◆ Extracted information

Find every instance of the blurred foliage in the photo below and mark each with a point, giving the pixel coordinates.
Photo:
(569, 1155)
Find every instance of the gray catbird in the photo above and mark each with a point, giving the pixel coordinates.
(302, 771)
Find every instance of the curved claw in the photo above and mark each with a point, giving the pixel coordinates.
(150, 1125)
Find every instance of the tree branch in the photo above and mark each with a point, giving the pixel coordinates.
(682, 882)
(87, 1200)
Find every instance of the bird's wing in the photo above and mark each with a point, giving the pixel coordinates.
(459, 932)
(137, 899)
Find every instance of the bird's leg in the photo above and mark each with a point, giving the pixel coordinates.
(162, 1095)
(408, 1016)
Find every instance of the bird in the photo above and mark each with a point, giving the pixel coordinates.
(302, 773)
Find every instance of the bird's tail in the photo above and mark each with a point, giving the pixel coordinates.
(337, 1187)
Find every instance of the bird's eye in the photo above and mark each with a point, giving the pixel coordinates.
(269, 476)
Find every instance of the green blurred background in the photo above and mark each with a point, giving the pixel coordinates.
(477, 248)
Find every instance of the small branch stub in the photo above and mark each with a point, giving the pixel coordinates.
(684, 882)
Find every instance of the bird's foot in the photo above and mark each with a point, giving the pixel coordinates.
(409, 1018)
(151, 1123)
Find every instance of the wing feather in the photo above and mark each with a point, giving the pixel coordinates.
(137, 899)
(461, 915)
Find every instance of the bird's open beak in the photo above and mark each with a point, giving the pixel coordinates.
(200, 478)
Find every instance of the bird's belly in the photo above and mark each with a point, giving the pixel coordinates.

◆ Task statement
Render the records above as a Markdown table with the columns Row and Line, giving each nonblank line its own numbered row and omitting blank lines.

◆ Solution for this task
| Row | Line |
|---|---|
| 1 | Find every instance of the blurred foliage in the photo below and mark each with a point, giving the pixel coordinates. |
| 2 | Photo: |
| 3 | (569, 1155) |
| 4 | Find every instance of the gray catbird in the photo above and mark each with a point, giving the pixel coordinates. |
| 5 | (302, 771) |
| 6 | Find every instance of the curved claw in the photo above and mark each with a point, giving the pixel coordinates. |
| 7 | (150, 1125) |
| 8 | Find every instance of the tree branch in the photo above and mark each with a point, giving the pixel coordinates. |
| 9 | (682, 882) |
| 10 | (87, 1200) |
| 11 | Find every instance of the bird's wing in the photo above and mark each with a point, giving the pixel coordinates. |
| 12 | (459, 932) |
| 13 | (137, 899) |
| 14 | Find every instance of the bird's leg in the photo above and mark each with a point, giving the pixel coordinates. |
| 15 | (162, 1095) |
| 16 | (408, 1016) |
| 17 | Find every instance of the bird in the photo above and mark each with a point, giving the pixel coordinates. |
| 18 | (302, 773) |
| 19 | Find every instance of the bird's tail in the photo above and mark each with a point, giving the pixel coordinates. |
| 20 | (337, 1187) |
| 21 | Find every instance of the bird's eye in the photo above and mark each with a point, giving the pixel coordinates. |
| 22 | (269, 476) |
| 23 | Find every instance of the green blurred background in the photo above and mark each with a point, giving the pixel coordinates. |
| 24 | (477, 248) |
| 25 | Find every instance of the small branch stub in the photo above and mark each with a point, giving the pixel coordinates. |
| 26 | (684, 882) |
| 27 | Find every instance of the bird's foot in the photo above and mark each with a point, giving the pixel coordinates. |
| 28 | (409, 1018) |
| 29 | (151, 1123) |
| 30 | Find every instance of the wing feather in the photo above and mark each with a point, giving the pixel coordinates. |
| 31 | (137, 899) |
| 32 | (461, 915) |
| 33 | Find every instance of the bird's open beak in the photo above and mark each with a point, giving the pixel coordinates. |
| 34 | (200, 478) |
| 35 | Find every instance of the bird's belly in the photo above and mark each with a point, giving the pixel coordinates. |